_Task objective_
The expected response is a copy of every line in the entries below that includes the word "field".

[Records contained in a dataset]
══════════

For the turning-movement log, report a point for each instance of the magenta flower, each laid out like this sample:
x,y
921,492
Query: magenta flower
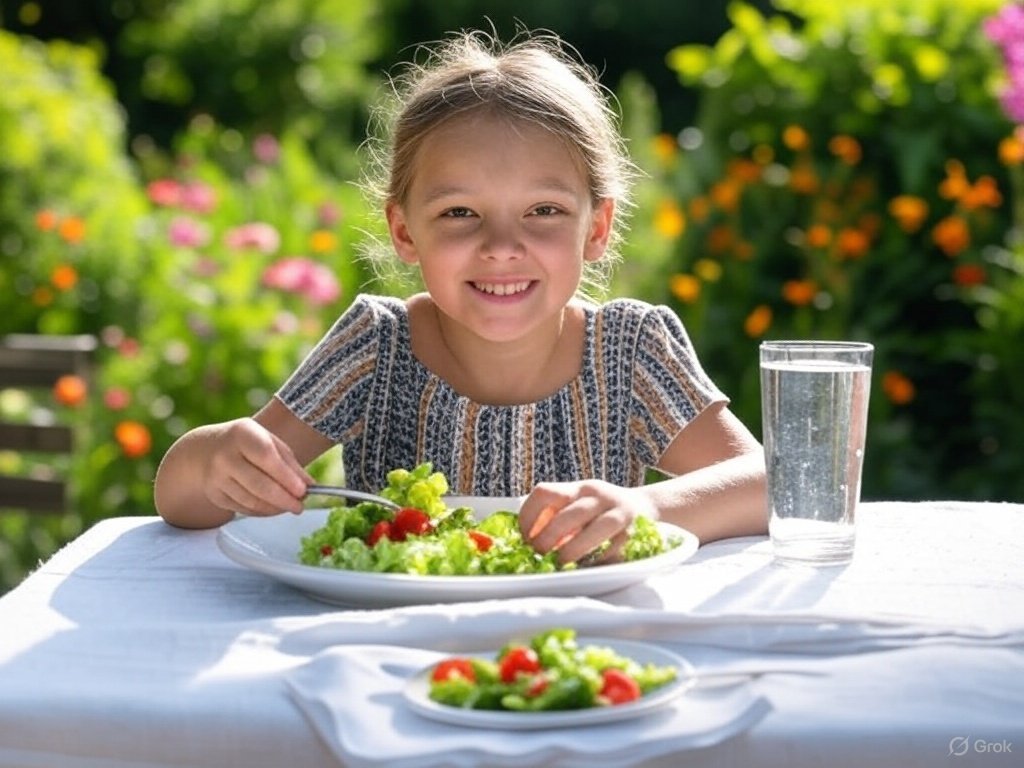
x,y
187,232
199,197
303,276
1006,29
256,236
165,192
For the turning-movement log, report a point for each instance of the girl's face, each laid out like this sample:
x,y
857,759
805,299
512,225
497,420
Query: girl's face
x,y
499,219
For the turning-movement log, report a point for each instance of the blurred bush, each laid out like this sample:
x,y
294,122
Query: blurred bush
x,y
843,180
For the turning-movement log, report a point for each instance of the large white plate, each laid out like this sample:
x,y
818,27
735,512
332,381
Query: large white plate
x,y
417,694
270,546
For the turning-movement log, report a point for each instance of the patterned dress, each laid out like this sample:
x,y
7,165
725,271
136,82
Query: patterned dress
x,y
640,383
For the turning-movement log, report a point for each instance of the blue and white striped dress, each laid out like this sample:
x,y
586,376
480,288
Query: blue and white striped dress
x,y
640,383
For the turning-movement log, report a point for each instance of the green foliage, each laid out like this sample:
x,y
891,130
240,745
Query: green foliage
x,y
69,196
843,180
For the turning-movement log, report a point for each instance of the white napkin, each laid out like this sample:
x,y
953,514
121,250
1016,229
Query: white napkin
x,y
352,695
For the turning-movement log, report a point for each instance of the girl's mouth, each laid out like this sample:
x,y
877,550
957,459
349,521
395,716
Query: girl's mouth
x,y
503,289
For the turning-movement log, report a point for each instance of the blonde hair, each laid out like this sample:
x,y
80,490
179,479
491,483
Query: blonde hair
x,y
536,78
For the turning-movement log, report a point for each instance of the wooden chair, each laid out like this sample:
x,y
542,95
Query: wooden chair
x,y
36,361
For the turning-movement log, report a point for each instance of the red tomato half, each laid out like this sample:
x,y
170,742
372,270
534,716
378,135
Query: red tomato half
x,y
454,668
481,540
518,658
619,687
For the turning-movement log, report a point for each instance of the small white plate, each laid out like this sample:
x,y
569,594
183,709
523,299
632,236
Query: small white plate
x,y
417,694
270,546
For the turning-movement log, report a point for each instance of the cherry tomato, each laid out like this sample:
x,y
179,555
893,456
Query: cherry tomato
x,y
454,668
518,658
481,540
409,521
619,687
380,530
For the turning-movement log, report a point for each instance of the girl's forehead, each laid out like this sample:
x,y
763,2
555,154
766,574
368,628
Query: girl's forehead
x,y
488,133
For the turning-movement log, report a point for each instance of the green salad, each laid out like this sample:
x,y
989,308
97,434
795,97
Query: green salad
x,y
427,537
550,672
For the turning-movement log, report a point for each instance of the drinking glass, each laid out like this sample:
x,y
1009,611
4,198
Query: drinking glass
x,y
814,421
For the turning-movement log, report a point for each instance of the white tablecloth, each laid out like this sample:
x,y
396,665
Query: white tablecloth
x,y
142,645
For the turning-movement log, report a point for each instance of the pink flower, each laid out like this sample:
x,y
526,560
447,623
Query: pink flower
x,y
303,276
186,232
164,192
266,148
255,235
199,197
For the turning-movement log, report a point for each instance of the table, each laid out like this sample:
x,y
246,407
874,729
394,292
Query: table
x,y
139,644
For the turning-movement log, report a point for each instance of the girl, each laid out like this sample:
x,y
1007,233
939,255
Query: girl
x,y
504,184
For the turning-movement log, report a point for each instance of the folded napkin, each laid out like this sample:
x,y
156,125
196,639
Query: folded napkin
x,y
352,696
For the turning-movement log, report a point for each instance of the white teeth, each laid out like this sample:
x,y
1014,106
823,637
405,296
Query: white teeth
x,y
502,289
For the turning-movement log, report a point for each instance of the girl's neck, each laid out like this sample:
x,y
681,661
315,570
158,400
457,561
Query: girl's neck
x,y
504,374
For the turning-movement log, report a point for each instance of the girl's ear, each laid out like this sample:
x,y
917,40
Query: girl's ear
x,y
400,237
600,229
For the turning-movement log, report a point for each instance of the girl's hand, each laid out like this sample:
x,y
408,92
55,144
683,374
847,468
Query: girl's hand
x,y
574,518
251,470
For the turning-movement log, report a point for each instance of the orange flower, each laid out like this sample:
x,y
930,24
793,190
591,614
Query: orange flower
x,y
70,390
800,292
72,229
954,185
758,322
908,211
847,148
796,138
670,221
665,146
818,236
853,243
323,241
45,220
726,195
984,193
133,438
64,276
897,387
1012,150
686,288
951,236
969,274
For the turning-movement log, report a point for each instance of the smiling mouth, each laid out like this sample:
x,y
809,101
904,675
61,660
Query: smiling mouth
x,y
502,289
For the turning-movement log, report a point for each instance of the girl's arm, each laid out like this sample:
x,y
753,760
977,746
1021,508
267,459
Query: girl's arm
x,y
717,492
252,465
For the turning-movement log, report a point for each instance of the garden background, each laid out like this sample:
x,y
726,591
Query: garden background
x,y
177,178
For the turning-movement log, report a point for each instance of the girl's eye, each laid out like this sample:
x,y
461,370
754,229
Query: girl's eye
x,y
458,213
546,210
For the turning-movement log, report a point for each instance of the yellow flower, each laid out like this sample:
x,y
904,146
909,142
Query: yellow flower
x,y
686,288
758,322
323,241
670,221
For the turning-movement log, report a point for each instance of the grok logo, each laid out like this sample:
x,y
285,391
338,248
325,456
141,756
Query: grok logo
x,y
961,745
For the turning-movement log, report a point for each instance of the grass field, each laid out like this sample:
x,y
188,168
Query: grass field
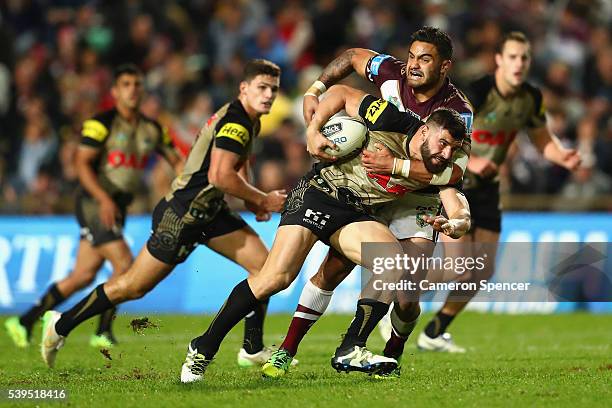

══════════

_Response_
For the turning-movement log, report a point for each instance of the grass field, each laid out like this sample:
Query: grass field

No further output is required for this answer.